The government defended Kumara Jayakody through the no-confidence motion and won. Then he resigned anyway. That sequence should trouble every Sri Lankan more than the motion itself.

It means the defence was performative. Parliament was used as a shield, not a verdict. The government whipped its members into line, survived the vote, and then quietly allowed the minister and his secretary to walk out the door. If Jayakody was worth defending publicly, he was worth keeping. If he was not worth keeping, he was not worth defending. The government cannot claim both positions simultaneously.

What forced the eventual resignation was not parliamentary process. It was continued public pressure that made the political cost of retention unsustainable.

The same pressure works elsewhere. Sriyan Cooray, Chairman of NDB Bank, has not appeared before the public to explain how 13.2 billion rupees disappeared under his watch.

[Items from a dataset]
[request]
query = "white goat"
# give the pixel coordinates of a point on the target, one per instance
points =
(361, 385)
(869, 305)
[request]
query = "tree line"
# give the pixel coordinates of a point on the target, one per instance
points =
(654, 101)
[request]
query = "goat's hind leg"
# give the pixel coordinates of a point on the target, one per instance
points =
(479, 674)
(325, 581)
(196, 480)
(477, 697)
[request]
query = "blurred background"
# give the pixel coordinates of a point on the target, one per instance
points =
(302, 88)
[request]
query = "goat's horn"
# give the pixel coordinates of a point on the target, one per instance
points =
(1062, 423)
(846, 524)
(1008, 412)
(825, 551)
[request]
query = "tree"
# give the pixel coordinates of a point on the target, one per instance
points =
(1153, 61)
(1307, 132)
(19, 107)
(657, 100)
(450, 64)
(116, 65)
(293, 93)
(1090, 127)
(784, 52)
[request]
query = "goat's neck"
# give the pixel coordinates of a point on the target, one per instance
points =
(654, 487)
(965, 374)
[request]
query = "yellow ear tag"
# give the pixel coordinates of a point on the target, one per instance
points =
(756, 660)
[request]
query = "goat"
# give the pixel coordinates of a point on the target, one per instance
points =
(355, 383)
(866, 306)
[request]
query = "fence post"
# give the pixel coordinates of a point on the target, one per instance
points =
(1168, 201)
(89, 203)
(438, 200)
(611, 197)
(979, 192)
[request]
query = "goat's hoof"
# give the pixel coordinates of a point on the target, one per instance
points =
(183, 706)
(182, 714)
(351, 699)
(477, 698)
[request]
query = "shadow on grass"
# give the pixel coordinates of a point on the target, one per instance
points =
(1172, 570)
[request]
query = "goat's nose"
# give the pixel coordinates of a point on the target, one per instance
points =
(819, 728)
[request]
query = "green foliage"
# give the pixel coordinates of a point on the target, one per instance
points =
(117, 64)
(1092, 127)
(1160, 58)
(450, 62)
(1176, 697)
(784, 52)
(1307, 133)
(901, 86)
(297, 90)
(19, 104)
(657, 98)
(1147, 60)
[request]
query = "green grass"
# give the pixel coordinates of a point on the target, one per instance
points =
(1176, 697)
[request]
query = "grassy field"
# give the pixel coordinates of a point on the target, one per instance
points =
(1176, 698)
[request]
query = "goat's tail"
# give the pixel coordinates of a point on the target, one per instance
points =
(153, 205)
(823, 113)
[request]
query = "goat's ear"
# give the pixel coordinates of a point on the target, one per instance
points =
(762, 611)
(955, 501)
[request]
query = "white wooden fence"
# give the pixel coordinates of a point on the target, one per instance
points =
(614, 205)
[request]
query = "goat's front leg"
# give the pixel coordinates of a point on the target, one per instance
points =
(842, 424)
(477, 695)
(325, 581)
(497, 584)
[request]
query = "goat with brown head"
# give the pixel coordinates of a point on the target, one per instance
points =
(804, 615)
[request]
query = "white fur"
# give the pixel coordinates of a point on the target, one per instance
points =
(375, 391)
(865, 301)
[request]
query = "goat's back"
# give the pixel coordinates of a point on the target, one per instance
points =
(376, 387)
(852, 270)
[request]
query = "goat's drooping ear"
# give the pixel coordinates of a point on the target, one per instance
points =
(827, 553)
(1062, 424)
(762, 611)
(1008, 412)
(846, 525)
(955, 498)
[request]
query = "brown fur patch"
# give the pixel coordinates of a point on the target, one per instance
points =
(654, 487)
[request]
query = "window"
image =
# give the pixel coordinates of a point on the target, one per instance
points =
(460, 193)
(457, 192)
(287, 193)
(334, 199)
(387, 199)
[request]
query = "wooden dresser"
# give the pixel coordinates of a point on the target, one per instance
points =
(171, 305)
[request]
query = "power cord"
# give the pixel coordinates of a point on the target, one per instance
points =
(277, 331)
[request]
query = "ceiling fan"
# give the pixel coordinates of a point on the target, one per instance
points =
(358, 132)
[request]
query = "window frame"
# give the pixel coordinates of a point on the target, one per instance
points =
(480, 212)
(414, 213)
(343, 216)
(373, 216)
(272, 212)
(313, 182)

• **Exercise goal**: Continue the commentary on Kumara Jayakody's resignation, picking up right after its last sentence.

• **Written response**:
He has not found time to face his depositors. That silence should be as politically costly as any no-confidence motion applied through every media appearance, every public forum, every shareholder meeting until he answers.

Sri Lanka’s rogue think tanks, which sell sponsored conclusions dressed as independent analysis, and media houses that protect advertisers instead of informing the public, operate on the same assumption every discredited politician once held, that the public will eventually look away.

Jayakody’s resignation proves that assumption has an expiry date. The public’s job now is to make sure every other protected figure in this country discovers theirs.